▸ **YOUR ASSIGNMENT**: Only some lines are wanted: please transcribe exactly those from the one containing "the snow on" through the end of the data, pictures excluded.

START EXERCISE INPUTS

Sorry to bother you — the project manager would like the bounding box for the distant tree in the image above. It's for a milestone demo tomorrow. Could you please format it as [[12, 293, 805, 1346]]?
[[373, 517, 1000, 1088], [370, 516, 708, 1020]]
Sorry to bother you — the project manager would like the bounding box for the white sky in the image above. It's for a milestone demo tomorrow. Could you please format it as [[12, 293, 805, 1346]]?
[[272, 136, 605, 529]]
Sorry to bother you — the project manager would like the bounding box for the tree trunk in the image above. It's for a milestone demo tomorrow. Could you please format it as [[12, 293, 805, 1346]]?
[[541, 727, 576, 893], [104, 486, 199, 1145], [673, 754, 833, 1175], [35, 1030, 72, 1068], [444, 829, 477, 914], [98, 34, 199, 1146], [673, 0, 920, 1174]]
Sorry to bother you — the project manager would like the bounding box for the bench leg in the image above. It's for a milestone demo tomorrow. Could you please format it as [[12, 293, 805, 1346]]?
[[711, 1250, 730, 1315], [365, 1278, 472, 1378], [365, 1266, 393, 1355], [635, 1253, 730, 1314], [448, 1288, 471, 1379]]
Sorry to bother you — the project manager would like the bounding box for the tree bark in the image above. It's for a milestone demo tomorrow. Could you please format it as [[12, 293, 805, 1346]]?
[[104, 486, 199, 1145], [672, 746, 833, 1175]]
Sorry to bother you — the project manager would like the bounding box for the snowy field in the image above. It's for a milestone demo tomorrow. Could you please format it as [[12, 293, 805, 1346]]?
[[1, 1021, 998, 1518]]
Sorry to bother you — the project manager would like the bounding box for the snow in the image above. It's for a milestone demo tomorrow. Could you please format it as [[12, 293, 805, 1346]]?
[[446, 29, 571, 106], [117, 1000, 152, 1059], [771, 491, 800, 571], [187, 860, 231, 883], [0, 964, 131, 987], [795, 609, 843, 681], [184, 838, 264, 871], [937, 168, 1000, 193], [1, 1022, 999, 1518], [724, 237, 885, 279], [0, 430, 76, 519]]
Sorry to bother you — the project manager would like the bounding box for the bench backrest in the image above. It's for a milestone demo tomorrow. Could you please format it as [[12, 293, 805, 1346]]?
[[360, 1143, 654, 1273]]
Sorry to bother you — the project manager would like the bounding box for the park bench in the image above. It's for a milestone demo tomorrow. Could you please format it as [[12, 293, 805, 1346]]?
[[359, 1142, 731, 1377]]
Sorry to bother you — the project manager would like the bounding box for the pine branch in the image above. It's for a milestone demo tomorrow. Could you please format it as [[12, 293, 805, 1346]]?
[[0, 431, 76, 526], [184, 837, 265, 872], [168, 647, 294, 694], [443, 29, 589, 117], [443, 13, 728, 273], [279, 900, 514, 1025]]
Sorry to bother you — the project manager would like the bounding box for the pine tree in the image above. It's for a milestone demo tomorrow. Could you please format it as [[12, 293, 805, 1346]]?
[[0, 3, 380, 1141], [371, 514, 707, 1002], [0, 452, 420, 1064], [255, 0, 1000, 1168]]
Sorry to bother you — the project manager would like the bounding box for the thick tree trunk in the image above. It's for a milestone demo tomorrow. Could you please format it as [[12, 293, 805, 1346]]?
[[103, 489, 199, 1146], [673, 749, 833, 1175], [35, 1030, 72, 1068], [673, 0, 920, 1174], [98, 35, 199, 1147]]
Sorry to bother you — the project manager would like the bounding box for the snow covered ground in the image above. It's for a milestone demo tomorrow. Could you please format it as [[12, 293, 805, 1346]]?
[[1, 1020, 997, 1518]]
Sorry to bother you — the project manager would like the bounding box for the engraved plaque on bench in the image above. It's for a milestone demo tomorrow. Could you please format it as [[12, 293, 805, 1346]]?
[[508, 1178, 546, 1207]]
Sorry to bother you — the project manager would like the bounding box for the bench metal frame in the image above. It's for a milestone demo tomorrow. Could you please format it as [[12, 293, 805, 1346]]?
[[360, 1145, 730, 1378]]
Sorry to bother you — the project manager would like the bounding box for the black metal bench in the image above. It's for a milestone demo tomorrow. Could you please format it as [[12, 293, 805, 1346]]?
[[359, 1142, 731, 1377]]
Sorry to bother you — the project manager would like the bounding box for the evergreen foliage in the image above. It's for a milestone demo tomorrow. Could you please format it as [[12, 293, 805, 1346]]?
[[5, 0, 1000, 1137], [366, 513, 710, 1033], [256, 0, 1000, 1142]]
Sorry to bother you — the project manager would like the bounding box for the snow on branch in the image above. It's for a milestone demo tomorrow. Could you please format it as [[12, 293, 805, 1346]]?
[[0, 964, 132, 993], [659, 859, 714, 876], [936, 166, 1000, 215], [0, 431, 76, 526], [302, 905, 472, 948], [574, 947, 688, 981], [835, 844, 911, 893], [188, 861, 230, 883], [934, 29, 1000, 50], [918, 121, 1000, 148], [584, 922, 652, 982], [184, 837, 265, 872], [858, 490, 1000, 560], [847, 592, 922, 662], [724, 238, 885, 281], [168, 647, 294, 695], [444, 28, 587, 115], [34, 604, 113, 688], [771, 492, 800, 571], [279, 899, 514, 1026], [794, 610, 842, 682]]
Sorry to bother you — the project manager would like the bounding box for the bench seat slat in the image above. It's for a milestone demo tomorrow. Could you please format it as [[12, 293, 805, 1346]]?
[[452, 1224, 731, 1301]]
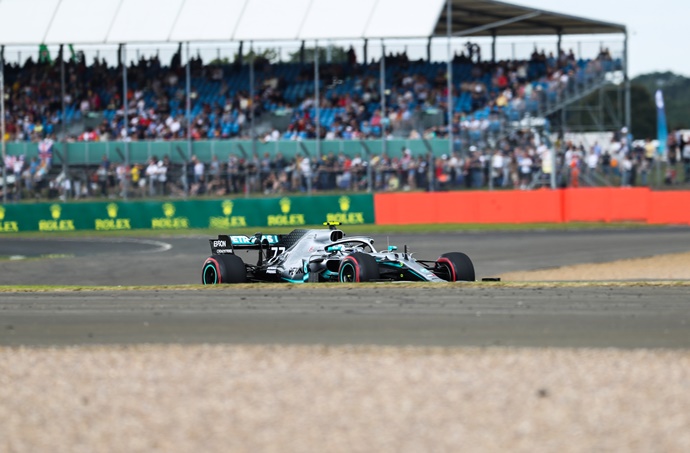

END EXERCISE INPUTS

▸ **YOUR RESPONSE**:
Sorry to bother you — the project manager would like the bounding box for the snow on branch in the image above. It's for a milestone demo tomorrow. Could you please format it as [[12, 293, 805, 1346]]?
[[0, 964, 132, 993], [659, 859, 714, 876], [936, 166, 1000, 215], [0, 431, 76, 526], [302, 905, 472, 948], [574, 947, 688, 981], [835, 844, 911, 893], [188, 861, 230, 883], [934, 29, 1000, 50], [918, 121, 1000, 148], [584, 922, 652, 982], [184, 837, 265, 872], [858, 490, 1000, 560], [847, 592, 922, 662], [724, 238, 885, 281], [168, 647, 294, 695], [444, 28, 587, 115], [34, 604, 113, 688], [771, 492, 800, 571], [279, 899, 514, 1026], [794, 610, 842, 682]]
Sorry to bother you — the project manager would like the bounding box for the bench seat slat in the image above. It's for a milestone demo tomorrow. Could you please format it as [[12, 293, 805, 1346]]?
[[452, 1224, 731, 1301]]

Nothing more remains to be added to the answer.